### GOAL OF THE EXERCISE:
Rewrite the lines of the material below as a numbered list, starting at the first line and ending at the line containing "positive clicks: (1, 75) (54, 60) (89, 63)", with both of those lines included. Leave out any blank lines.

***

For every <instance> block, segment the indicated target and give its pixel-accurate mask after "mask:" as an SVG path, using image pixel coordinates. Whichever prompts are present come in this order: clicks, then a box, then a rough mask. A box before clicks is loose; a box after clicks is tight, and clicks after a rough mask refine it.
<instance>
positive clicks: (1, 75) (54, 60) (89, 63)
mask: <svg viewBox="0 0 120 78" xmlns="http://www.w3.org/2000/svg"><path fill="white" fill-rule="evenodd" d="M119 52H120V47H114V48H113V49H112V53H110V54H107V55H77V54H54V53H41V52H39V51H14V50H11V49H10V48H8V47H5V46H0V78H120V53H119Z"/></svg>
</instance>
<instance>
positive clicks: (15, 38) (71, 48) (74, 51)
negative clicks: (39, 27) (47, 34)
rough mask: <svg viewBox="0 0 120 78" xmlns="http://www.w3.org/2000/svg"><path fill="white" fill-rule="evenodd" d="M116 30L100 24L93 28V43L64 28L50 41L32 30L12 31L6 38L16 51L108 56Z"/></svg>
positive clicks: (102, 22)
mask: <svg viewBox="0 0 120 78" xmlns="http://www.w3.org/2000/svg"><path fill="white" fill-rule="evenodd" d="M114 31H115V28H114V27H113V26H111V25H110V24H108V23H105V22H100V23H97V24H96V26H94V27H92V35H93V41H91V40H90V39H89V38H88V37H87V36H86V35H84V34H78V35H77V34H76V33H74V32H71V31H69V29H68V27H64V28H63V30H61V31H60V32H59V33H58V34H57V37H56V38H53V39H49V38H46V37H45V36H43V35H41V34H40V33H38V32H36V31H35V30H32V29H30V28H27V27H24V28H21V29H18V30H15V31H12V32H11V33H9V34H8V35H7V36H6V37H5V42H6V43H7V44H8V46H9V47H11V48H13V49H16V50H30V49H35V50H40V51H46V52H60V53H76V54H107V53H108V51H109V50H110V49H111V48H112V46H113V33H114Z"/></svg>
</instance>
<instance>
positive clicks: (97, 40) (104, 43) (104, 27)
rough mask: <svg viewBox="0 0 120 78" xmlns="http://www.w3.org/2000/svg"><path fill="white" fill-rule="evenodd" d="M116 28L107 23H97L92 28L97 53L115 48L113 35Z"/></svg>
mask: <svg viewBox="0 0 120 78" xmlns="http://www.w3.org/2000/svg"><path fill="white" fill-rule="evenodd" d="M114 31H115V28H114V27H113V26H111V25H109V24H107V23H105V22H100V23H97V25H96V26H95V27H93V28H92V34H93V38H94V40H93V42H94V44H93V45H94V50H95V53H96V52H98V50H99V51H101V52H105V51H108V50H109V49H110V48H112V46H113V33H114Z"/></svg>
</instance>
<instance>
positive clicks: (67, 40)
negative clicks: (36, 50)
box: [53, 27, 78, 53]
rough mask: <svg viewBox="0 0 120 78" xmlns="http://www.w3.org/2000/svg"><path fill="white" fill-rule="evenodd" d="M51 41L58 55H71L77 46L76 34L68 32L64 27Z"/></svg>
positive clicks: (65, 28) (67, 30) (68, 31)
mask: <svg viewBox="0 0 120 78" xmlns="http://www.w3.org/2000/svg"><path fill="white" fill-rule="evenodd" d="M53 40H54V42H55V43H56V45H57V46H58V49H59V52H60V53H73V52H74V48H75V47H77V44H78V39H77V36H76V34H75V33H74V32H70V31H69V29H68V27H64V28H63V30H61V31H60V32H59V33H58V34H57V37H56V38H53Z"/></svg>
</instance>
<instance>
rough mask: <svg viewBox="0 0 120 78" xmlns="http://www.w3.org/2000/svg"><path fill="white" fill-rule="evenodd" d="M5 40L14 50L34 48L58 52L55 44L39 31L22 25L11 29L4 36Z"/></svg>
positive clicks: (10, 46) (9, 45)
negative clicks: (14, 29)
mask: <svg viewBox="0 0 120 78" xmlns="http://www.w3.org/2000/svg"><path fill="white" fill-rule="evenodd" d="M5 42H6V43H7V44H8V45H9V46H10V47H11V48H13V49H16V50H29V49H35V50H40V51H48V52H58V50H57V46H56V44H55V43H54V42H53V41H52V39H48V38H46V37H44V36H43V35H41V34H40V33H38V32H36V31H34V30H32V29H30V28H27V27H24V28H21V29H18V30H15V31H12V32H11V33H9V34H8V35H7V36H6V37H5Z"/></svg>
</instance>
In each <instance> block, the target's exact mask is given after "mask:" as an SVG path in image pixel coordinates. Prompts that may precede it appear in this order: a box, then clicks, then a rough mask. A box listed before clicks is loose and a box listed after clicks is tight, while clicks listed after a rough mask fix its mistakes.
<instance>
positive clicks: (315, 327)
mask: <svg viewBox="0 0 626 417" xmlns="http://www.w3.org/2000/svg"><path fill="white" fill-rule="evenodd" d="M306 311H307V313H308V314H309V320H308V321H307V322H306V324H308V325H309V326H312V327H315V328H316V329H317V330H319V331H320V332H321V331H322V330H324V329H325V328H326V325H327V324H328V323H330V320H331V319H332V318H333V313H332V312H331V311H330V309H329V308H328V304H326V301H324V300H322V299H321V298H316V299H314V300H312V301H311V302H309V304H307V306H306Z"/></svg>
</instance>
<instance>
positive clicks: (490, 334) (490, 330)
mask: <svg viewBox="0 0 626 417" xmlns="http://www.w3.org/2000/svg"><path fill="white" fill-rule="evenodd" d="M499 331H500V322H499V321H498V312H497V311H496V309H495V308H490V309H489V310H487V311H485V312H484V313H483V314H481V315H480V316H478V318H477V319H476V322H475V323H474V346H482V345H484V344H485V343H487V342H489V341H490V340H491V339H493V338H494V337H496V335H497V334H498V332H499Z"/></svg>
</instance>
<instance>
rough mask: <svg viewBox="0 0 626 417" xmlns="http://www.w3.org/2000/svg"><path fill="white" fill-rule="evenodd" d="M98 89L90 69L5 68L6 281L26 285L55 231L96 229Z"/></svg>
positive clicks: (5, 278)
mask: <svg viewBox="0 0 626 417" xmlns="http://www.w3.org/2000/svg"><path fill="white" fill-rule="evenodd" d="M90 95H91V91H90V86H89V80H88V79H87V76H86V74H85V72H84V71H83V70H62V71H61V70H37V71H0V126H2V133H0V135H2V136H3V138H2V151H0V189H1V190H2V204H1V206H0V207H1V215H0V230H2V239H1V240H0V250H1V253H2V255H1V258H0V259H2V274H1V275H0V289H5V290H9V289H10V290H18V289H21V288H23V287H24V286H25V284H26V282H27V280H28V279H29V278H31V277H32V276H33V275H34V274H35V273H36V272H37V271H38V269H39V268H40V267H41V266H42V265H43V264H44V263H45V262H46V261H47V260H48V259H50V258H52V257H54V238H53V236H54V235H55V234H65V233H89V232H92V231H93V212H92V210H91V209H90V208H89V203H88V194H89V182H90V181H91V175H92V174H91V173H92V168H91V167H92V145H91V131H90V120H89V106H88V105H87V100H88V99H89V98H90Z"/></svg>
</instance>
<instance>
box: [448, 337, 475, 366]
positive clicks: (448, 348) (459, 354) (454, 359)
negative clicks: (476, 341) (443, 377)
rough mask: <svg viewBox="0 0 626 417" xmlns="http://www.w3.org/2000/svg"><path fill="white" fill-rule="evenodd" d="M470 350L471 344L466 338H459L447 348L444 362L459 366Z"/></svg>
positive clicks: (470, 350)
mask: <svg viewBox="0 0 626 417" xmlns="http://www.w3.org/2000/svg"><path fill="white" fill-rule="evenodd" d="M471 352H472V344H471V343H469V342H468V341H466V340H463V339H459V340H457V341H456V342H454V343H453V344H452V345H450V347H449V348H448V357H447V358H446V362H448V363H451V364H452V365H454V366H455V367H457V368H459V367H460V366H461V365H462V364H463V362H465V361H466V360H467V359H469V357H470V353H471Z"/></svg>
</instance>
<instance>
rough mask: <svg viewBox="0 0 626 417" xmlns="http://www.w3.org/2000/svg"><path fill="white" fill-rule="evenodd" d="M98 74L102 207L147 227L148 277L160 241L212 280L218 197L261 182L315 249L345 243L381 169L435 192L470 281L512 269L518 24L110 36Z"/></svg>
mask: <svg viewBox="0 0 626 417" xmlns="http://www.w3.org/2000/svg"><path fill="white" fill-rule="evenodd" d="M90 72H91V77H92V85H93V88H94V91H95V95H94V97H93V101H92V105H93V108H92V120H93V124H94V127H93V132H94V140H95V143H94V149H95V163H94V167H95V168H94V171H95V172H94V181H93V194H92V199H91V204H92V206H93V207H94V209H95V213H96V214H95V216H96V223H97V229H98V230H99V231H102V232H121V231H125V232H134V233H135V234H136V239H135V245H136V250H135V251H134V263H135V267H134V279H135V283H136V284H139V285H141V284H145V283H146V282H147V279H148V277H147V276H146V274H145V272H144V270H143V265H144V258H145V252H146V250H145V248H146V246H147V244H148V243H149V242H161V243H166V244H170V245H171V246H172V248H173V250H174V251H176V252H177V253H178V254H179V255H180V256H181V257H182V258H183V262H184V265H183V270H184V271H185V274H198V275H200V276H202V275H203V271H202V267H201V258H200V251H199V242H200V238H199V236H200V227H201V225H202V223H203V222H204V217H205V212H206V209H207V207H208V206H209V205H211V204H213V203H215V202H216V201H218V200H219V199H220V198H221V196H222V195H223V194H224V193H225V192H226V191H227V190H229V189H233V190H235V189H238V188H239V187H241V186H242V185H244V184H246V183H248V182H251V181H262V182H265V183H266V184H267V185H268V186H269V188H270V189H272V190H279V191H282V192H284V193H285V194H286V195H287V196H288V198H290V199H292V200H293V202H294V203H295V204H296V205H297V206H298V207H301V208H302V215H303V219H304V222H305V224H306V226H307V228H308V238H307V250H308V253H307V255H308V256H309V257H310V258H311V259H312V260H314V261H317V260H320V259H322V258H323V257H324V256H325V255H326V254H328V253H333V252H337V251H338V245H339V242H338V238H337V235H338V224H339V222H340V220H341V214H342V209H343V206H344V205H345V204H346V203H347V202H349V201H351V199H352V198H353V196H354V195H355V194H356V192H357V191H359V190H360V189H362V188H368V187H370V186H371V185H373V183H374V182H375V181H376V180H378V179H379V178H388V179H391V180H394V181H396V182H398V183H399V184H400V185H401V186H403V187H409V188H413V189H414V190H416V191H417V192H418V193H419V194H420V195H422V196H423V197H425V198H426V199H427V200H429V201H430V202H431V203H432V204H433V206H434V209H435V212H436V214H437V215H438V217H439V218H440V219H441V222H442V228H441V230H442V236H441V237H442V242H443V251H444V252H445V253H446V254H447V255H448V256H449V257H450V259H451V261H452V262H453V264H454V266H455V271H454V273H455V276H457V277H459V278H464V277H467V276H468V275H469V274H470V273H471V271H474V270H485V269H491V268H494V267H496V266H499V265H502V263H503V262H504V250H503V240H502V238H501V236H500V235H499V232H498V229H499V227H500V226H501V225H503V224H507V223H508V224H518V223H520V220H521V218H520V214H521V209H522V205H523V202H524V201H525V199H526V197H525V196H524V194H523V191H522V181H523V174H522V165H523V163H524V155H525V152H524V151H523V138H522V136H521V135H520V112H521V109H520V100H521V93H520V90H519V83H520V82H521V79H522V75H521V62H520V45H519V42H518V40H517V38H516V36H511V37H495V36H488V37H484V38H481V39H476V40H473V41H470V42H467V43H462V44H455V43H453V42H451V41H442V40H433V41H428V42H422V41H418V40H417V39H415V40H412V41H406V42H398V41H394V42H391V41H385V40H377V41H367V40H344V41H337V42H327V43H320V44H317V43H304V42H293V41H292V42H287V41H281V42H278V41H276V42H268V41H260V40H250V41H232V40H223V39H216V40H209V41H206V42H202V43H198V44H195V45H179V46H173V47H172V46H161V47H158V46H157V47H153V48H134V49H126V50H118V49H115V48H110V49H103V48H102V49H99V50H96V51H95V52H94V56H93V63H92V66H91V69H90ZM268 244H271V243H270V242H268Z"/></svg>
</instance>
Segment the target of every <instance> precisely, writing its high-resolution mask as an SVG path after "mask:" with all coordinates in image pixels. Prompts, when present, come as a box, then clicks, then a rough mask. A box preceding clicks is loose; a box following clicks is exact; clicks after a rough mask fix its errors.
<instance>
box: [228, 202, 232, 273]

***

### PROBLEM SOLUTION:
1. For every <instance> block, segment the indicated target and give its pixel-accurate mask after "mask:" as an SVG path, using image pixel coordinates. Whichever prompts are present come in this order: clicks, then a box, then a rough mask. A box before clicks is loose; a box after clicks is tight, and clicks after a rough mask refine it.
2. <instance>
3. positive clicks: (1, 75) (54, 60) (89, 63)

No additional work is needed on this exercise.